** RECORDS PROVIDED **
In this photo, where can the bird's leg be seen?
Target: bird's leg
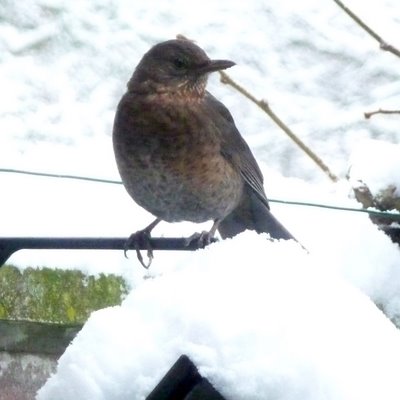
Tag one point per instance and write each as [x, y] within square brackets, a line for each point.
[142, 237]
[204, 238]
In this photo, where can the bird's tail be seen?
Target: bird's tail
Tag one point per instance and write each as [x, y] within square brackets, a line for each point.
[252, 214]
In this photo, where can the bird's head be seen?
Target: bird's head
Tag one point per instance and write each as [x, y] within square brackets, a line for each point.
[177, 67]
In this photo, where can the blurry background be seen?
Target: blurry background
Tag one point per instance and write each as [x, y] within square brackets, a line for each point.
[64, 66]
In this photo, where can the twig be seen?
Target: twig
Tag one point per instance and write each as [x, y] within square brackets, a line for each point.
[382, 43]
[225, 78]
[368, 115]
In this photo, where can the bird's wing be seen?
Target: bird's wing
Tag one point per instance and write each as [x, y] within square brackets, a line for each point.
[236, 150]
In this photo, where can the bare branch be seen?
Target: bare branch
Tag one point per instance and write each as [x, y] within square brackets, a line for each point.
[382, 43]
[369, 114]
[226, 79]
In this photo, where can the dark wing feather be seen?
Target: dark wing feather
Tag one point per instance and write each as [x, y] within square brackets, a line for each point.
[236, 150]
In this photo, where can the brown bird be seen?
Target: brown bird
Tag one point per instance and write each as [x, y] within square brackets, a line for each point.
[179, 153]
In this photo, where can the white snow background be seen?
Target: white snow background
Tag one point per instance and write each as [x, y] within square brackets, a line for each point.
[259, 319]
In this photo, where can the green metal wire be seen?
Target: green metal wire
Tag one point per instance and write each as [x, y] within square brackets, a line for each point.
[387, 214]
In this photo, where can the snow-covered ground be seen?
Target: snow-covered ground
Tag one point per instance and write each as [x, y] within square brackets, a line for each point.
[260, 319]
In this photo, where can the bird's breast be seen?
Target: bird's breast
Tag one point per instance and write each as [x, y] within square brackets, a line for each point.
[171, 164]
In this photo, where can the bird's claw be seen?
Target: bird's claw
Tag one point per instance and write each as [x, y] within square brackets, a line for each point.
[140, 239]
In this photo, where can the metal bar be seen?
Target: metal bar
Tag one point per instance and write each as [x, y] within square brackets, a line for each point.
[9, 245]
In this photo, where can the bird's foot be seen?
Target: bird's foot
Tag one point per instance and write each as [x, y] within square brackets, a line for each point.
[139, 240]
[200, 239]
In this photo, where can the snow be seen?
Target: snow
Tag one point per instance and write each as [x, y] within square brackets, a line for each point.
[260, 319]
[272, 323]
[376, 163]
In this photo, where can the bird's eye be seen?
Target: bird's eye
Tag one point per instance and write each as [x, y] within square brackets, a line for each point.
[180, 63]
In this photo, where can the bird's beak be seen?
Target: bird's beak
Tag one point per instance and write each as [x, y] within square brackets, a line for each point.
[214, 65]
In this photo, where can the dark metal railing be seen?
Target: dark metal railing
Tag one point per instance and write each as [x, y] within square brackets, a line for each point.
[9, 245]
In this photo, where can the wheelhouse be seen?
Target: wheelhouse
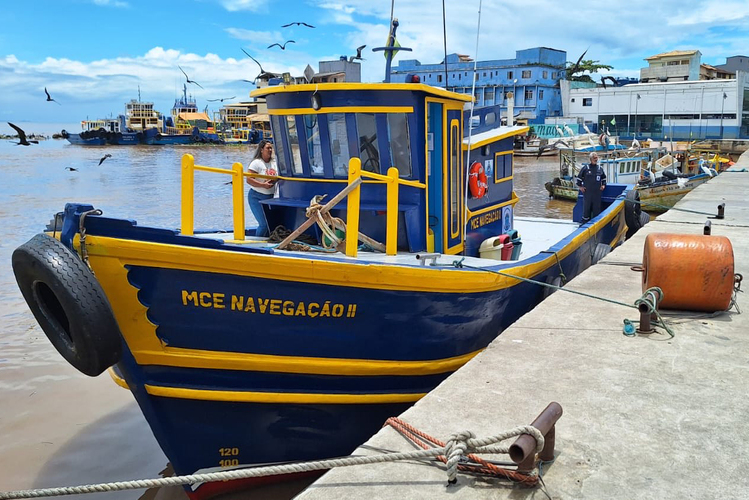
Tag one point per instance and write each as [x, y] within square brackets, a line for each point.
[417, 130]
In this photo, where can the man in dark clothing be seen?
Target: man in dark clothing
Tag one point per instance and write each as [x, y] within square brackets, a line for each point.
[591, 180]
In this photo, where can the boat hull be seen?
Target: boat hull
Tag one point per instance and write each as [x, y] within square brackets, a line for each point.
[242, 357]
[656, 198]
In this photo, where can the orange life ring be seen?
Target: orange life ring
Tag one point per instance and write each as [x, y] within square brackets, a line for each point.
[477, 181]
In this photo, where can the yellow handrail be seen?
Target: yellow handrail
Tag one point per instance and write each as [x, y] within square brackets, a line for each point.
[188, 195]
[393, 181]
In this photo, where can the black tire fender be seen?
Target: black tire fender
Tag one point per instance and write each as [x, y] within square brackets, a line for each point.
[632, 211]
[69, 304]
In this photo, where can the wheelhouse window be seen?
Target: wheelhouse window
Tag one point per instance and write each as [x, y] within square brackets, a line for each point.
[314, 148]
[455, 142]
[296, 155]
[400, 143]
[277, 126]
[338, 143]
[369, 152]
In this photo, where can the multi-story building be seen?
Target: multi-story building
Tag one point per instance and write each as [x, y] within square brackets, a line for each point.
[674, 66]
[532, 77]
[679, 110]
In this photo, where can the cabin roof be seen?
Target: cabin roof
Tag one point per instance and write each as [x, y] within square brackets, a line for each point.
[194, 116]
[494, 135]
[436, 91]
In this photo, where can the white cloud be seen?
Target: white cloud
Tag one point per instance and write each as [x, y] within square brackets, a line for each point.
[258, 37]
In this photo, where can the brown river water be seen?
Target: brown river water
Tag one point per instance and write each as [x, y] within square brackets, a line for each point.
[57, 426]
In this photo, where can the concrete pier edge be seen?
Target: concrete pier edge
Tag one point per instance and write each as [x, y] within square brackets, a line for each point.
[644, 417]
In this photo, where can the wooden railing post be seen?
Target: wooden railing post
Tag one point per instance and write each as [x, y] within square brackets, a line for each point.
[352, 210]
[391, 239]
[188, 193]
[237, 188]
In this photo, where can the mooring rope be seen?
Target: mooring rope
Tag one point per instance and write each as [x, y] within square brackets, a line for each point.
[457, 446]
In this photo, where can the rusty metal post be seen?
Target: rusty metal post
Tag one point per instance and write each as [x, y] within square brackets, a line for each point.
[523, 450]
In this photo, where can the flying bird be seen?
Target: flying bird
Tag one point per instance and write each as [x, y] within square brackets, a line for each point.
[610, 78]
[298, 24]
[262, 71]
[577, 64]
[283, 47]
[358, 54]
[22, 137]
[188, 78]
[49, 98]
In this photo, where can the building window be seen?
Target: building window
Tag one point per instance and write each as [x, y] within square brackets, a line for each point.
[338, 136]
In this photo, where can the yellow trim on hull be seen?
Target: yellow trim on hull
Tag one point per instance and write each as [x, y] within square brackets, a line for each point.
[280, 397]
[341, 109]
[322, 87]
[218, 360]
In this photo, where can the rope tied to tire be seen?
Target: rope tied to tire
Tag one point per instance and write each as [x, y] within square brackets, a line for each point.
[458, 446]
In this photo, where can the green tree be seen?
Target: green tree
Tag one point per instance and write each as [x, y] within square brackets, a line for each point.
[576, 72]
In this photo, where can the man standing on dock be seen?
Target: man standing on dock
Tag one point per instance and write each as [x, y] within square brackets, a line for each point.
[592, 181]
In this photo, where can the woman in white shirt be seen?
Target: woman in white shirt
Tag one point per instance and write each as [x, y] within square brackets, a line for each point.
[261, 189]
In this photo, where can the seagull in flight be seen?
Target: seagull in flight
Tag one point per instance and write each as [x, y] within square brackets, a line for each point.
[188, 78]
[262, 71]
[298, 24]
[358, 54]
[283, 47]
[22, 136]
[49, 98]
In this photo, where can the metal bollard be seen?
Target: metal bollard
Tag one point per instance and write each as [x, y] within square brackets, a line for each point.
[523, 450]
[646, 316]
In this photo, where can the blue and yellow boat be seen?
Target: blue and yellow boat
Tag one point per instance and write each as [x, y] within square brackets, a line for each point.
[240, 352]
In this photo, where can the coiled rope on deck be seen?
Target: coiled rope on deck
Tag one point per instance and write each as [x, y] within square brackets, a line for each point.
[457, 446]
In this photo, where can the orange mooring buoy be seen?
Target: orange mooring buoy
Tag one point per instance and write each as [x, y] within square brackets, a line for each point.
[695, 272]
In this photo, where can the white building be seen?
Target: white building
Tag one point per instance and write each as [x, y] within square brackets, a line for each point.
[680, 110]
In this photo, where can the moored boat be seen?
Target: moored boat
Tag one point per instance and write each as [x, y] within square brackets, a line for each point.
[655, 175]
[242, 352]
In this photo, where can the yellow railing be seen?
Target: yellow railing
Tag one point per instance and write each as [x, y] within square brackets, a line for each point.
[392, 180]
[188, 194]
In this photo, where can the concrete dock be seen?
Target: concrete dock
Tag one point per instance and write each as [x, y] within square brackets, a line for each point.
[644, 417]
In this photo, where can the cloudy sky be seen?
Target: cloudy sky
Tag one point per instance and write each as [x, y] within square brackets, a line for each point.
[92, 55]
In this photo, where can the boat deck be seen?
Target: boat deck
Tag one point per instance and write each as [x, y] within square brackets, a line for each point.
[537, 234]
[644, 417]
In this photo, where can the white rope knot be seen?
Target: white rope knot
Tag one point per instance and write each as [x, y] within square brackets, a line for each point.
[455, 450]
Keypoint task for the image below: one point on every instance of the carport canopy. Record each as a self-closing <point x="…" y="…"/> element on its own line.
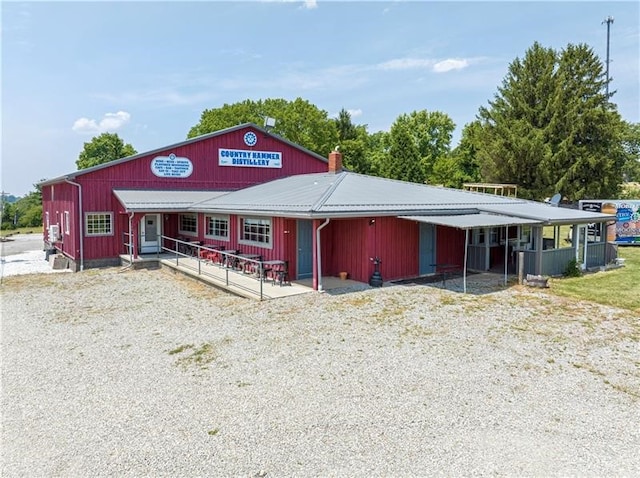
<point x="472" y="221"/>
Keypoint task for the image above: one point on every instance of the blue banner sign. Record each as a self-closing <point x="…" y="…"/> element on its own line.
<point x="249" y="158"/>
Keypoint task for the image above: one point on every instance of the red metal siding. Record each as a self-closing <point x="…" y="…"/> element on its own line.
<point x="449" y="245"/>
<point x="97" y="186"/>
<point x="398" y="248"/>
<point x="56" y="200"/>
<point x="348" y="245"/>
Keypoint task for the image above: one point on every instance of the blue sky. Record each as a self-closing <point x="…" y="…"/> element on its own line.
<point x="147" y="70"/>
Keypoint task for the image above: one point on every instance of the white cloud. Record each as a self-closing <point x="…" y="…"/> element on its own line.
<point x="110" y="122"/>
<point x="450" y="64"/>
<point x="405" y="64"/>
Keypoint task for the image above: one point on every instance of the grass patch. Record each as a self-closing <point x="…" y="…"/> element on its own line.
<point x="21" y="230"/>
<point x="618" y="287"/>
<point x="190" y="355"/>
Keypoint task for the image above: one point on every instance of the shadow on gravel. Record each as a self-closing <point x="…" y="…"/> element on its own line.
<point x="477" y="283"/>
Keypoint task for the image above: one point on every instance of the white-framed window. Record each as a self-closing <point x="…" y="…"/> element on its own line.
<point x="256" y="231"/>
<point x="217" y="227"/>
<point x="477" y="236"/>
<point x="98" y="223"/>
<point x="188" y="224"/>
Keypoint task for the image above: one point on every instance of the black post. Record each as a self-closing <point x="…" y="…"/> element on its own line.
<point x="376" y="278"/>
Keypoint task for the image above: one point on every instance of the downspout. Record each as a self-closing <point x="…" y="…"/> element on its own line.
<point x="80" y="228"/>
<point x="464" y="266"/>
<point x="318" y="253"/>
<point x="131" y="237"/>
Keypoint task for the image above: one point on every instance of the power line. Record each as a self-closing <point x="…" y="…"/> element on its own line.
<point x="608" y="21"/>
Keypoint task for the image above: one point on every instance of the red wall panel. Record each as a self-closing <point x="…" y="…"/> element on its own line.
<point x="449" y="245"/>
<point x="97" y="186"/>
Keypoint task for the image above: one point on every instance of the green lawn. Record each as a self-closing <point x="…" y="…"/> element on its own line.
<point x="619" y="287"/>
<point x="21" y="230"/>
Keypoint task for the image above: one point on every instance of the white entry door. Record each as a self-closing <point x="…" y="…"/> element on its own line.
<point x="150" y="234"/>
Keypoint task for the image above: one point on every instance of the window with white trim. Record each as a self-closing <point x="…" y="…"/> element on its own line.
<point x="67" y="221"/>
<point x="188" y="224"/>
<point x="255" y="230"/>
<point x="217" y="227"/>
<point x="99" y="224"/>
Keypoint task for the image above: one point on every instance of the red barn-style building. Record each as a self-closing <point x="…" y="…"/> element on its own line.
<point x="245" y="189"/>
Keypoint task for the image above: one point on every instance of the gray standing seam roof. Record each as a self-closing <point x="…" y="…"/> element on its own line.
<point x="347" y="194"/>
<point x="140" y="200"/>
<point x="472" y="221"/>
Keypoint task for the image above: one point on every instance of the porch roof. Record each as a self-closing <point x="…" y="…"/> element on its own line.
<point x="143" y="200"/>
<point x="472" y="221"/>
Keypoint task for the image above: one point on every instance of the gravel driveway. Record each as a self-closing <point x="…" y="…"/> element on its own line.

** WORK REQUIRED **
The entries above hold the needed span. Transcribe exactly the lines from the one with "In this photo, where can the mooring" to the one with "Target: flying bird", both included.

** EXERCISE SOLUTION **
In this photo, where can the mooring rope be seen?
Target: mooring rope
Tag one point per instance and write each as [x, y] within square brackets, a line for each point.
[457, 446]
In this photo, where can the rusty metal post be seen?
Target: rusty metal post
Tag one point per instance and write each as [x, y] within square brackets, a line for each point.
[523, 450]
In this photo, where can the flying bird be seen?
Target: flying bird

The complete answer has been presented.